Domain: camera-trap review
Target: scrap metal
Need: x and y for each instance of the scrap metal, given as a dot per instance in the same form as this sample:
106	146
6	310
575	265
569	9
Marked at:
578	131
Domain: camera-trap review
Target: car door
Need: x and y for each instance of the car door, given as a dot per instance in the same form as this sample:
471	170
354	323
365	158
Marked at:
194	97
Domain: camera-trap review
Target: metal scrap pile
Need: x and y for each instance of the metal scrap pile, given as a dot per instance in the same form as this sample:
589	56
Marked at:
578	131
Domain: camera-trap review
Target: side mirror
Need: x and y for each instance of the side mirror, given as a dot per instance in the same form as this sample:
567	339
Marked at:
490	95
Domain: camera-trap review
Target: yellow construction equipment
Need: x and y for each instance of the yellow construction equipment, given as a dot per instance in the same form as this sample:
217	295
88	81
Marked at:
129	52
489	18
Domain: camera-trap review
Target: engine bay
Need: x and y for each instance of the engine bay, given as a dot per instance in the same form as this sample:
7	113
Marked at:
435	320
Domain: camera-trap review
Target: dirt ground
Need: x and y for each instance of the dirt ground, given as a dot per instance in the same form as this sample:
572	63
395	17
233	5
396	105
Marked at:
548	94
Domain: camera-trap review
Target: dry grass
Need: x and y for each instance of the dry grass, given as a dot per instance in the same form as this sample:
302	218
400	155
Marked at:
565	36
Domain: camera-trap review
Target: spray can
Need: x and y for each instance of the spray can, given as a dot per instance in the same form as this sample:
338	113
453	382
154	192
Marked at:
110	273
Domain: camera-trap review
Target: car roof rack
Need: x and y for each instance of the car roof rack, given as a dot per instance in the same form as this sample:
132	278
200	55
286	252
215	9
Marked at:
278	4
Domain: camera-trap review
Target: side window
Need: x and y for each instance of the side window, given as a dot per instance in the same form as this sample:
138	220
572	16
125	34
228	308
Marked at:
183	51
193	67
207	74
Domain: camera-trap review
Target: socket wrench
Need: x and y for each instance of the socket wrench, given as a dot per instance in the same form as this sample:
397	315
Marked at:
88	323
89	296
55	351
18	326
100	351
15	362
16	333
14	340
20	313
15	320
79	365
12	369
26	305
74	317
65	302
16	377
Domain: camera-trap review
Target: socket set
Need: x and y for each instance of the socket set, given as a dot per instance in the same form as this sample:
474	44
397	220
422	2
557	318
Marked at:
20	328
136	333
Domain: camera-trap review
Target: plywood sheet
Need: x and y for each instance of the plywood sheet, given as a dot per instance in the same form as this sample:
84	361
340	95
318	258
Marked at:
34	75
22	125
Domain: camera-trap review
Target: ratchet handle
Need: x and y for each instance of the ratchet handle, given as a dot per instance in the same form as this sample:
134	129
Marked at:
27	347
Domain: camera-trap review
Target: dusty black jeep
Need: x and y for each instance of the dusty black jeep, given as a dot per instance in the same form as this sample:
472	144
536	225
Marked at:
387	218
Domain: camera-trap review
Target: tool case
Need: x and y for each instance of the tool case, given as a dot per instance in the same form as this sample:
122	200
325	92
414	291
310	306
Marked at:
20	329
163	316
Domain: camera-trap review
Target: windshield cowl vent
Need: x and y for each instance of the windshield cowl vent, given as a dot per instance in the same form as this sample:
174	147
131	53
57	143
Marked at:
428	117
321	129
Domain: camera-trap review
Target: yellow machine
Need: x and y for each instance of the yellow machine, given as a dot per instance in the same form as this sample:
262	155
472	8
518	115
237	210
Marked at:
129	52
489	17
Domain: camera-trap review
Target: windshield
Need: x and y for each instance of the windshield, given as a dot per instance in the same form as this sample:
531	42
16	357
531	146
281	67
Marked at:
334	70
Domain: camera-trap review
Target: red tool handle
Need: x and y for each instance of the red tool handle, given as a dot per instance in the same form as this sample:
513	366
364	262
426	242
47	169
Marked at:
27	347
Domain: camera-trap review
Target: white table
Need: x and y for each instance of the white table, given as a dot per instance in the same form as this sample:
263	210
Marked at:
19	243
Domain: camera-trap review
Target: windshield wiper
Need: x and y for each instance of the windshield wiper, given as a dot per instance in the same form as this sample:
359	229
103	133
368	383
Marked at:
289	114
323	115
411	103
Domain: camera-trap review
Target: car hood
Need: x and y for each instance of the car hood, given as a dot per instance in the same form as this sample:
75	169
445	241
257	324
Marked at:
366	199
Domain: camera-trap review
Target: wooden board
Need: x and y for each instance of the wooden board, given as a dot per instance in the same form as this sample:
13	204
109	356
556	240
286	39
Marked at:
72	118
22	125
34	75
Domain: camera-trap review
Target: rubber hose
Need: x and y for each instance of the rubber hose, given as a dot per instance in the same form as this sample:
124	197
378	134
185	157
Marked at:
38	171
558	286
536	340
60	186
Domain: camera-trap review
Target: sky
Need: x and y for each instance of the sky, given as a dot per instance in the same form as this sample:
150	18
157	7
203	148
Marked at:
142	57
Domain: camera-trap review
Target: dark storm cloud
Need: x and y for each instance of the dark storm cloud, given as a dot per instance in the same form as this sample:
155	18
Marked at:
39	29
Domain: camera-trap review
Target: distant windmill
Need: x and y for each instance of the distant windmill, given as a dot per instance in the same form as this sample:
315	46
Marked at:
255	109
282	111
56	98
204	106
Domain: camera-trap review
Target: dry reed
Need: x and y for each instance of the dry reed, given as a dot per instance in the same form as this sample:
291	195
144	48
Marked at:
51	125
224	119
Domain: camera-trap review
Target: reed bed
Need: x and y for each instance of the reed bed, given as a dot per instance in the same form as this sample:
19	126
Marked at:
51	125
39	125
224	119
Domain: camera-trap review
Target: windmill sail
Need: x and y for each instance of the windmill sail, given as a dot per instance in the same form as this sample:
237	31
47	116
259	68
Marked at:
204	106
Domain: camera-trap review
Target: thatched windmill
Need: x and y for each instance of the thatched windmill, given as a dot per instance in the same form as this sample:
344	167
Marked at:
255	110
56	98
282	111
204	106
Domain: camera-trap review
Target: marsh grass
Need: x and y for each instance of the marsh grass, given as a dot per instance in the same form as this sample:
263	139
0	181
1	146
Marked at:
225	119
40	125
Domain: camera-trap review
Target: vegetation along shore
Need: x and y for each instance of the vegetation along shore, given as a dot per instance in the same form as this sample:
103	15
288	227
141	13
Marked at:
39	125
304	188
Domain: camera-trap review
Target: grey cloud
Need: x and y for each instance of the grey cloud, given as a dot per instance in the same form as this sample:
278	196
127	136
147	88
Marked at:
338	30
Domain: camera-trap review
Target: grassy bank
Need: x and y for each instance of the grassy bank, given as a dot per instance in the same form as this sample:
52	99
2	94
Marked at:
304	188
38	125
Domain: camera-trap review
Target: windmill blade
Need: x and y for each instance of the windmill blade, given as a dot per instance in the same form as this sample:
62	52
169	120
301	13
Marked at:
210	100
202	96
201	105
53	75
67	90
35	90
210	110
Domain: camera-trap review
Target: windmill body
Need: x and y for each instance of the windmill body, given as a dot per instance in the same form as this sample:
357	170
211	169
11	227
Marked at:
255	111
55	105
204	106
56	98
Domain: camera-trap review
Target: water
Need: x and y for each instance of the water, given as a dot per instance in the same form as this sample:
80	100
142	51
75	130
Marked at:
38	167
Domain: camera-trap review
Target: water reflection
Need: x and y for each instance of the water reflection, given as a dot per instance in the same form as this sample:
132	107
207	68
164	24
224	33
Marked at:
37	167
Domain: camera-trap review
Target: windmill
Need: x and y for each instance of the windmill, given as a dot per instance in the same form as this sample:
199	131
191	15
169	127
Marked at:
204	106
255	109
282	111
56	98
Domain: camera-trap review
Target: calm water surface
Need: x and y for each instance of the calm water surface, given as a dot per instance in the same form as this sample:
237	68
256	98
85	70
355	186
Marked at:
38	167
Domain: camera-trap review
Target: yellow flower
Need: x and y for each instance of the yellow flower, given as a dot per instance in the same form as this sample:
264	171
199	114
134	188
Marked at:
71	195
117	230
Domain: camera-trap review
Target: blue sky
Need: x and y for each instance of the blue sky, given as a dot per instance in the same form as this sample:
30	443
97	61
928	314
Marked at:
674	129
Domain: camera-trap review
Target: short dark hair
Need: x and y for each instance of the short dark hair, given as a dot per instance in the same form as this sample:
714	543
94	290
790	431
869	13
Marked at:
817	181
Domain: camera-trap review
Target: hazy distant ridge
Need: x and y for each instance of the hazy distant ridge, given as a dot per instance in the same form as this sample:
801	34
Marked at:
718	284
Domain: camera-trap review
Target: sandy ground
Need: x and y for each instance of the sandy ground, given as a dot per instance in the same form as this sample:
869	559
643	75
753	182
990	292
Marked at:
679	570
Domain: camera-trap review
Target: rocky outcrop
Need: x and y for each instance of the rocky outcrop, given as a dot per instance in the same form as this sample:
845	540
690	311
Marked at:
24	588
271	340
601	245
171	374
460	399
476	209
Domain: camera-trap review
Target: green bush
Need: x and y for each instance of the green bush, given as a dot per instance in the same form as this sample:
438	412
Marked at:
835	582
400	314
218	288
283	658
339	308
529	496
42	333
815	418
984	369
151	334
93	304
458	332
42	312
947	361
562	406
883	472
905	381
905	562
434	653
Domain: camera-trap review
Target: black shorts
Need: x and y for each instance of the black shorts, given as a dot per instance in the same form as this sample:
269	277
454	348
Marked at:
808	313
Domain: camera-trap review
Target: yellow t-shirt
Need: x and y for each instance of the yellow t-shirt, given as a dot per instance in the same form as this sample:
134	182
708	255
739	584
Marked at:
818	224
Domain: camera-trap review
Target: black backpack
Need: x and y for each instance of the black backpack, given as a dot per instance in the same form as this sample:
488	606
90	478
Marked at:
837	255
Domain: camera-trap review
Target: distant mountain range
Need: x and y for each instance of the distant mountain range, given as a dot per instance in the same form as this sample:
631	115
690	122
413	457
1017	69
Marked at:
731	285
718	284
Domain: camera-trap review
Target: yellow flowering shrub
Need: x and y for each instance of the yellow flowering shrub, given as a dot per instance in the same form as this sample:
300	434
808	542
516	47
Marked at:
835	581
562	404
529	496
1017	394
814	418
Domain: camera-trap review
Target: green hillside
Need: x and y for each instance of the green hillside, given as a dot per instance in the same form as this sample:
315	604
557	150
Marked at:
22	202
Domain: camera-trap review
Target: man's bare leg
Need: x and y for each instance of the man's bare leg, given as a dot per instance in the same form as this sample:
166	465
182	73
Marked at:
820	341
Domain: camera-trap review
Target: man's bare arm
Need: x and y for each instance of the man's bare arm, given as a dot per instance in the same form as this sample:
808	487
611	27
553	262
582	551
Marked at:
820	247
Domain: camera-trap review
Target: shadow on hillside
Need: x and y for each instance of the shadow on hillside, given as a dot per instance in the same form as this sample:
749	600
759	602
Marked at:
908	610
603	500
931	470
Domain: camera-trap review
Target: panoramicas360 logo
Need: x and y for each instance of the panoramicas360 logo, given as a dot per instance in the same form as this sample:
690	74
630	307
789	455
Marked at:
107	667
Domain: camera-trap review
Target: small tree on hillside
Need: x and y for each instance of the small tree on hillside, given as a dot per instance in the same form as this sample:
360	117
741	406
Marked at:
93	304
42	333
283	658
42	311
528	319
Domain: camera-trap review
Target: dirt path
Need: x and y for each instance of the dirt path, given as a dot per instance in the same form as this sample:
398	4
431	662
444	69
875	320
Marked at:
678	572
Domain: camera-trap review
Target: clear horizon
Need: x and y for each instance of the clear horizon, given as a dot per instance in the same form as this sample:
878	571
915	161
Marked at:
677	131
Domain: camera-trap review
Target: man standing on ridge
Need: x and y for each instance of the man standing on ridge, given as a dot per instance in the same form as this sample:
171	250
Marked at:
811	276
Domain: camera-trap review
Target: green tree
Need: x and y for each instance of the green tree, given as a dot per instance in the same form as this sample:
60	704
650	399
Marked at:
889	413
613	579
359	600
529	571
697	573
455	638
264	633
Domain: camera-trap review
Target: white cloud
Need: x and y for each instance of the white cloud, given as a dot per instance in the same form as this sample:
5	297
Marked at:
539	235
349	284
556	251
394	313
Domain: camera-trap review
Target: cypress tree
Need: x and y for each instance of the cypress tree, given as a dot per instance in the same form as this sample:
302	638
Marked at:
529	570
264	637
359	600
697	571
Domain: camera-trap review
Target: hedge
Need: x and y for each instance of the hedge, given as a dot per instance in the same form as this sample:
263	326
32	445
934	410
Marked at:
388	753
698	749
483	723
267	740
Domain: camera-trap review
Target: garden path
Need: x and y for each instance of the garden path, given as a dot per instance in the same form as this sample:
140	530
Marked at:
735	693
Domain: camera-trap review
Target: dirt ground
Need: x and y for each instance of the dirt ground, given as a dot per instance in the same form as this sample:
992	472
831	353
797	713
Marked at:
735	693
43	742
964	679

#### Set task
Which lines in the records above contain the word "table"? Return each of those lines in full.

#### Output of the task
Target: white table
Need: x and y for each instance of the white table, given as a dot per instance in the same form as this sample:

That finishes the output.